• _Record set_:
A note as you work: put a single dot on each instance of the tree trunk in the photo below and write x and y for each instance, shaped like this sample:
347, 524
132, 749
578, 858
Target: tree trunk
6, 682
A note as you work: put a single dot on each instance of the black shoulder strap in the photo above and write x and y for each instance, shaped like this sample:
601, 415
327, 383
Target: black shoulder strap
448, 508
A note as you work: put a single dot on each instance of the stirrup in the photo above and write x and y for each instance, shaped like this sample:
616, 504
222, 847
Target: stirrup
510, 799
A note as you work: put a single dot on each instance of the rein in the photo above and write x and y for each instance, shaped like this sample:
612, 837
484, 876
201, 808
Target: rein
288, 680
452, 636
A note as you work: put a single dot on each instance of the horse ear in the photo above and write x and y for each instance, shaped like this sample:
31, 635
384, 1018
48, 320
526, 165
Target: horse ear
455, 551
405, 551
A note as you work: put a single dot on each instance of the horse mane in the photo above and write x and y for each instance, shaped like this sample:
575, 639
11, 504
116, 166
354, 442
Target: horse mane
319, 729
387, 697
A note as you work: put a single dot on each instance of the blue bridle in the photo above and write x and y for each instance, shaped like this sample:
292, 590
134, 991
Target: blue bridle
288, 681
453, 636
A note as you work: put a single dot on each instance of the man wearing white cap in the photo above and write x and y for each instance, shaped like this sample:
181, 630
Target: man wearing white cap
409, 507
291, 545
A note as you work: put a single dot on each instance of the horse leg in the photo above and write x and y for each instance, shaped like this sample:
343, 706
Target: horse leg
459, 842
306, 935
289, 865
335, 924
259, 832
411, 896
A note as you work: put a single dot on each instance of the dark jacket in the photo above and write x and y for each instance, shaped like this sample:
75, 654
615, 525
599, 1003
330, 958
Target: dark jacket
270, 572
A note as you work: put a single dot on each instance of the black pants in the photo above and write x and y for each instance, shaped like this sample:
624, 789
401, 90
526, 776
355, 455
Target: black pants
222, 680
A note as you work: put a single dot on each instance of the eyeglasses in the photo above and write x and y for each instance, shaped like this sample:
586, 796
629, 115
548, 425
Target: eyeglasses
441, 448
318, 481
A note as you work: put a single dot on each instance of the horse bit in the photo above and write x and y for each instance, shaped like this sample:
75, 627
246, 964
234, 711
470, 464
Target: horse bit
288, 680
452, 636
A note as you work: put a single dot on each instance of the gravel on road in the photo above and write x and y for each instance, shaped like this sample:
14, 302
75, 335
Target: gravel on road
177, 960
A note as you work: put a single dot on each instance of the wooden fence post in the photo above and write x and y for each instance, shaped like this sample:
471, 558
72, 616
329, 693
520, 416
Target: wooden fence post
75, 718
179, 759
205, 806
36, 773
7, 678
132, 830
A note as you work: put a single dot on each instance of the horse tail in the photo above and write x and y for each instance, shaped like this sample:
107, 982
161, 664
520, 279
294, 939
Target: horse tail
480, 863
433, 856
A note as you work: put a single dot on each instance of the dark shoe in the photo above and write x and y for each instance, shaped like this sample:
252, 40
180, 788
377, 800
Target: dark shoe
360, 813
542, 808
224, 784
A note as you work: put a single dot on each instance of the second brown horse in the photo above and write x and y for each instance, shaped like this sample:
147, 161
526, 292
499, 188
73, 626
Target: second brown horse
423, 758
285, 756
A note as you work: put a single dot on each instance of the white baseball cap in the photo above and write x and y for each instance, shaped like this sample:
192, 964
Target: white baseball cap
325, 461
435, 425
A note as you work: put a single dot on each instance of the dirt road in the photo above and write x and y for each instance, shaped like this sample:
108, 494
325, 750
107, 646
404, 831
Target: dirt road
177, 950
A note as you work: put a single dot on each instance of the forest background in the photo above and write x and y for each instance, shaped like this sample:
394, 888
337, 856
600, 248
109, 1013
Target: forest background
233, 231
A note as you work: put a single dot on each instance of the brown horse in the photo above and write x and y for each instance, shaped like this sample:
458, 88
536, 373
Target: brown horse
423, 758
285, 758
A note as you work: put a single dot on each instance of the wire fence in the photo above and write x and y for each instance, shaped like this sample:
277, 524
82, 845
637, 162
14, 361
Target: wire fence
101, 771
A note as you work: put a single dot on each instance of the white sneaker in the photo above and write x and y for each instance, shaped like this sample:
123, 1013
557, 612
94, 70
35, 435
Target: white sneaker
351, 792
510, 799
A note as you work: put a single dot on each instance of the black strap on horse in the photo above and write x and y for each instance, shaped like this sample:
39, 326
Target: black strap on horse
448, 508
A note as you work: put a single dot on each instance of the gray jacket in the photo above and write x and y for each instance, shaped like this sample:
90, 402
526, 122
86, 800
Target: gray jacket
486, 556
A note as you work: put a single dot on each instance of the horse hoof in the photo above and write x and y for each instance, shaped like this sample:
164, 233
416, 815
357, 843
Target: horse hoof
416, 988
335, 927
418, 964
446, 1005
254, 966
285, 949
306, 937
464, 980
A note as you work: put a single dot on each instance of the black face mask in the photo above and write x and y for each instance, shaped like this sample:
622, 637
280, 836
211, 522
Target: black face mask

• _Work to complete_:
Recopy all of the records verbatim.

• _Written solution_:
A note as you work: put a single dot on each instance of the tree trunk in the photo below and write x and y for each instance, shaped like this sample:
347, 524
132, 749
578, 858
Target: tree trunk
6, 682
A note as you work: put a single dot on each instance of the black shoulder strap in the photo above and write x and y for each instance, shaped like this sample:
601, 415
327, 383
Target: black shoulder strap
448, 508
A note as you work: put a single dot on each instance of the stirrup in the photo above and write x and y for each instance, shaped like this sample:
616, 504
222, 847
Target: stirrup
510, 799
A note as you work: put a single dot on each instance of the rein in the photo above and write x and y for each instance, shaped like this sample:
612, 837
484, 876
201, 808
Target: rein
288, 680
452, 636
A note as you work: put a single dot on each instance of the horse ear in the photo above and write x and y for each instance, shaped like this sample:
31, 635
384, 1018
48, 320
526, 165
Target: horse ear
455, 551
405, 551
A note as you work: put a single dot on each instance of the horse mane in the photo above and write x and y for each instance, shaped like this sample:
575, 639
11, 504
116, 166
354, 442
Target: horse mane
319, 729
387, 697
A note as you work: put a single dot on each instance of the blue bridle in the photo above and write x and y for each instance, shaped like this sample:
292, 590
134, 991
Target: blue bridle
288, 681
453, 636
A note as you work: put a single dot on each instance of the man wearing white cap in the photo above and write x and y for each instance, shaped like this sample:
181, 630
Target: man wearing white cap
409, 507
291, 545
A note as you work: put a single dot on each instance of the horse leg in the photo above and write x and y for each instance, shaped like this sample:
343, 706
Target: horse leg
459, 842
306, 935
289, 865
335, 924
259, 832
411, 896
A note as you work: put a single dot on each instance of the dark jacket in the photo above and write x and y for each instance, shaped like this sample:
75, 654
615, 525
599, 1003
330, 958
Target: dark jacket
270, 572
A note as you work: put a single dot on each instance of the black pants in the photo above and write x and y for each instance, shaped like this sample:
624, 789
401, 90
526, 776
355, 455
Target: black pants
222, 680
A note as you work: put a single dot on each instance of the eyeglasses in the photo above and write x and y for each instance, shaped like this sample:
586, 796
629, 115
548, 425
Target: eyeglasses
441, 448
318, 481
A note as you work: put a single dot on each instance of the horse bit in the photo above and write x and y for each instance, shaped like this sample:
75, 627
246, 964
234, 711
470, 464
Target: horse bit
288, 680
452, 636
A note as you work: put a single dot on each instance of the gravel on road in the photo above and write x and y for each instance, shaped like this sample:
14, 302
75, 335
Target: gravel on road
177, 960
A note as you work: put a single dot on each instance of the wooden fence post in the photo above and write x and y for each instance, shaped like this sample:
471, 558
72, 616
329, 693
520, 416
Target: wooden fence post
75, 718
179, 759
205, 806
36, 773
7, 678
132, 830
A note as you work: put a single dot on each instance of the horse tail in the photo above and write x and y for each instance, shaped like this sample:
107, 982
161, 664
520, 279
294, 939
Target: horse tail
480, 863
433, 856
A note as you work: put a single dot on each instance of the dark shoe in the photo above and write x and y for each instance, shaped like this sample:
252, 40
180, 788
377, 800
Target: dark shoe
360, 813
542, 808
224, 784
A note as you work: put a single dot on each instance of the second brown horse in the photo above and write x and y for each instance, shaped like this sample:
147, 161
526, 292
499, 188
73, 626
Target: second brown horse
423, 758
285, 756
A note as you work: put a single dot on each instance of the white baseball cap in the photo above and write x and y for each instance, shaped like this sample:
192, 964
Target: white baseball cap
325, 461
435, 425
A note as you work: put a single dot on each instance of the dirt road in the photo above and write x and y for each instance, shaped like this sample:
108, 494
325, 750
107, 646
404, 831
Target: dirt road
177, 950
A note as you work: put a single dot on each instance of the forest background in the photo above and write x and y for each instance, shaped like this sample:
394, 888
337, 856
600, 248
109, 1013
Target: forest background
233, 231
A note as you work: put a single dot on each instance of the brown horse in the photo above and write x and y for each instance, shaped like this sample:
458, 88
536, 373
Target: brown horse
423, 758
285, 758
A note as you work: put a single dot on each instance of the wire fence in the photo above and write x and y for each instance, shaped like this sample:
277, 524
82, 845
637, 162
14, 361
Target: wire fence
101, 771
A note as you work: put a single dot on each instance of the white sneaker in the photo above and write x and y for each instance, shaped like this sample:
123, 1013
557, 612
94, 70
35, 435
Target: white sneaker
351, 792
510, 799
A note as you work: put a single dot on each instance of the black strap on horse in the photo above and write x and y for each instance, shaped like this sample:
39, 326
Target: black strap on horse
448, 508
A note as you work: put a single dot on each instance of the gray jacket in the photo above and write x and y for each instance, shaped like this sample:
90, 402
526, 122
86, 800
Target: gray jacket
486, 556
A note as you work: put a single dot on each instance of the horse hoof in the photo above and write x and y for each instance, shaped like this sample:
164, 233
416, 815
357, 843
Target: horse hoof
416, 988
335, 927
418, 964
446, 1005
254, 966
285, 949
306, 937
464, 980
A note as you work: put a single dot on each instance of the black face mask in the photo above and write x and y for each instance, shaped like this sample:
622, 637
280, 836
211, 522
Target: black face mask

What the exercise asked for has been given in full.